(Collected data)
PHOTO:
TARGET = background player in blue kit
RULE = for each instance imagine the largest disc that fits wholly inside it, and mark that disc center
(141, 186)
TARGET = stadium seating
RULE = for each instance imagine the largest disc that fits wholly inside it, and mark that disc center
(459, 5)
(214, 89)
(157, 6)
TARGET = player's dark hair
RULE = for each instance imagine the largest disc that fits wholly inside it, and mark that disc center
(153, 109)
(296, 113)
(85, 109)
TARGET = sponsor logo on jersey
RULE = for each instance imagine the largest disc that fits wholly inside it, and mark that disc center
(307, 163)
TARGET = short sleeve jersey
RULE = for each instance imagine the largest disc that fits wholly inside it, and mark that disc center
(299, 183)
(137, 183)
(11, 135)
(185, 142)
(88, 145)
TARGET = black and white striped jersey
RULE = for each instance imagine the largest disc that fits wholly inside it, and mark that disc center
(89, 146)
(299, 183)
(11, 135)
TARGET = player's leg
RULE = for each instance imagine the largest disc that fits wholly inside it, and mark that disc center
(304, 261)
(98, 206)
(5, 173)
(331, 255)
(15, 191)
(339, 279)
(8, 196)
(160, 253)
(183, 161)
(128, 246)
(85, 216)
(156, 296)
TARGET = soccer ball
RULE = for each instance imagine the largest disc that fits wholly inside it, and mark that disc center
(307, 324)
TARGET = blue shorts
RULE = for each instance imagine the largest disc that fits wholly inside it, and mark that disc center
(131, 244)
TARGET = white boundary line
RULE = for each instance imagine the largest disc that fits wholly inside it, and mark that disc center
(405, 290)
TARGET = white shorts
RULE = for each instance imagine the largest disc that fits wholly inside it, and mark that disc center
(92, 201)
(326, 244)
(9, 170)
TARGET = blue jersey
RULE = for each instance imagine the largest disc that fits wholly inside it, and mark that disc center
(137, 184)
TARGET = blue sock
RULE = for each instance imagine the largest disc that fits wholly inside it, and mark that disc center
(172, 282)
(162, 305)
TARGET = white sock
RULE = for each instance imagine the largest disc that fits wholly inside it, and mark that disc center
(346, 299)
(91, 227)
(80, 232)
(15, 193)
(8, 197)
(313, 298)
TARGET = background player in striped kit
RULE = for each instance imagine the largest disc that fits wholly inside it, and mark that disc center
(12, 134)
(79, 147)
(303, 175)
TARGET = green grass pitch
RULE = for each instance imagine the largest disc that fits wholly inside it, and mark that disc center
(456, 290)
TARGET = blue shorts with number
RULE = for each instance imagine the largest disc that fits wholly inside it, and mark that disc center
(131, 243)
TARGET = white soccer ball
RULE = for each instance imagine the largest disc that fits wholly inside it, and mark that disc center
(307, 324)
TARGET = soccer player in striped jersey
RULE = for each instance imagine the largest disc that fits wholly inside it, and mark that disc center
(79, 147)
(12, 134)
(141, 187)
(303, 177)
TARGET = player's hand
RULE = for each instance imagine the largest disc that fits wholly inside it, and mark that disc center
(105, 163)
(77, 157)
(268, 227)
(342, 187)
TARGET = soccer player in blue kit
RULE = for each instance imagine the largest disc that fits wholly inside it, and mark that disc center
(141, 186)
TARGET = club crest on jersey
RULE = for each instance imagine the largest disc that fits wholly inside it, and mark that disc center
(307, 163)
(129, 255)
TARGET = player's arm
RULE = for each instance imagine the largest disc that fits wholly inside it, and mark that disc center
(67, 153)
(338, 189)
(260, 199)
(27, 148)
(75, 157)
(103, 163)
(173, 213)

#### Work to be completed:
Send back all the records above word for word.

#### Response to the task:
PHOTO:
TARGET = background player in blue kit
RULE = for each instance imagine the largest disc that fits wholly inside it, and mark that disc center
(141, 186)
TARGET = stadium seating
RULE = for each instance imagine the largest disc that fits wholly inside it, and mark that disc center
(459, 5)
(214, 89)
(157, 6)
TARGET = player's dark hair
RULE = for each instance imagine the largest disc that fits wholly inside it, and mark that disc center
(153, 109)
(296, 113)
(85, 109)
TARGET = sponsor logo on jersey
RULE = for each instance imagine the largest disc that fits wholly inside it, and mark that disc center
(307, 163)
TARGET = short sleeve jersey
RULE = for each instance imagine the largest disc that fits wholly inside it, and mark that disc center
(299, 183)
(137, 183)
(11, 135)
(185, 142)
(88, 145)
TARGET = black and white striped jersey
RULE = for each instance imagine the largest disc that fits wholly inside it, and mark that disc center
(89, 146)
(299, 183)
(11, 135)
TARGET = player's leg
RULE = for each instance imagine the largest disc that fits wholly inside it, and mark that disc center
(304, 261)
(98, 206)
(5, 173)
(331, 255)
(15, 191)
(339, 279)
(8, 196)
(160, 253)
(183, 161)
(128, 246)
(85, 216)
(156, 296)
TARGET = soccer ball
RULE = for each instance imagine the largest disc that fits wholly inside it, and mark that disc center
(307, 324)
TARGET = blue shorts
RULE = for each instance imagine the largest disc that fits wholly inside it, and mark that disc center
(131, 244)
TARGET = white boundary line
RULE = for each instance imagine the largest disc that fits wholly inside it, and mark that disc center
(405, 290)
TARGET = white shorts
RULE = for each instance imagine the largest disc that fits wholly inside it, and mark that disc center
(92, 201)
(326, 244)
(9, 170)
TARGET = blue jersey
RULE = for each instance imagine the largest disc that fits wholly inside it, and mark that disc center
(137, 184)
TARGET = blue sock
RULE = for each instance imagine the largest disc that fits wholly inside it, and mark that disc center
(172, 282)
(162, 305)
TARGET = white sock
RULE = for each instance imagine the largest disc that fits wholly inside it, and mark that disc center
(346, 299)
(91, 227)
(80, 232)
(15, 193)
(8, 197)
(313, 298)
TARGET = background player in striped kit
RULE = for each instance imagine the largest disc that fits wholly inside it, and mark that disc center
(12, 134)
(79, 147)
(303, 175)
TARGET = green grass pitch
RULE = for each instance imagine the largest disc that fits wholly inside it, and mark that disc center
(456, 290)
TARGET = blue shorts with number
RULE = for each instance imagine the largest disc that fits wholly inside it, and mark that disc center
(131, 243)
TARGET = white soccer ball
RULE = for each instance imagine the largest disc that fits wholly inside it, and mark that disc center
(307, 324)
TARGET = soccer player in striped jersey
RULE = for each instance imagine the largest disc that fits wholly inside it, and mark that disc center
(79, 147)
(12, 134)
(141, 187)
(303, 177)
TARGET = player's hand
RULE = for each instance imagine the largest disc that fits wholly inside it, and mark that disc center
(105, 163)
(77, 157)
(268, 227)
(342, 187)
TARGET = soccer player in blue kit
RULE = for each instance imagine the largest disc that fits wholly inside it, and mark that disc center
(141, 186)
TARGET = club crest on jersey
RULE = for each instance imagine the largest disc that fits wholly inside it, and mark that disc center
(307, 163)
(129, 255)
TARGET = player's arm
RULE = for each instance imagine the largest disc that fits wholly inside it, and mark that disc center
(67, 153)
(338, 189)
(260, 199)
(27, 148)
(75, 157)
(103, 163)
(173, 213)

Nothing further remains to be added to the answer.